Exercise goal:
Give again, word for word, every line below from the one that has "deliver: a Python" through the one that has "ring_rule: even-odd", both included, and no others.

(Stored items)
--- --- ---
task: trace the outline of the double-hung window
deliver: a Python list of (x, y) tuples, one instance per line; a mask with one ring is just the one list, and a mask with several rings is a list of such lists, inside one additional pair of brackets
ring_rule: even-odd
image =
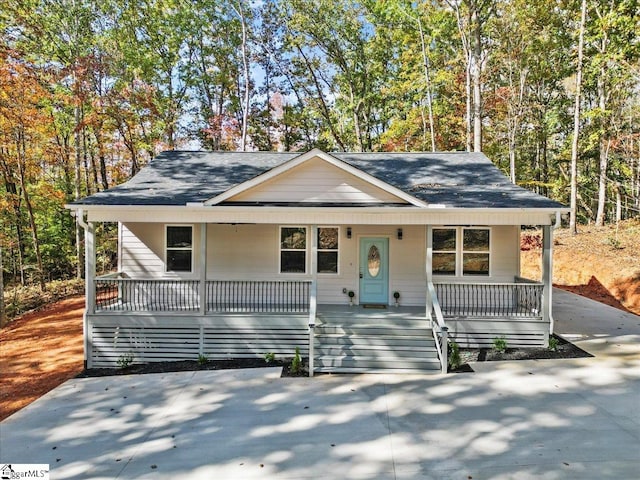
[(318, 227), (318, 273), (338, 273), (338, 227)]
[(193, 269), (193, 227), (167, 225), (167, 272), (191, 272)]
[(488, 228), (462, 229), (462, 275), (489, 275), (489, 236)]
[(491, 230), (486, 227), (434, 228), (433, 274), (489, 276)]
[[(307, 273), (308, 227), (280, 227), (280, 273)], [(338, 273), (340, 229), (318, 227), (317, 273)]]
[(280, 273), (307, 272), (307, 227), (280, 227)]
--- --- ---
Output for this task:
deliver: a Python list of (x, y) tuples, one instance per line; a mask with one ring is just the one list, and a mask with several rings is a list of such lists, inside one additional pair of brackets
ring_rule: even-odd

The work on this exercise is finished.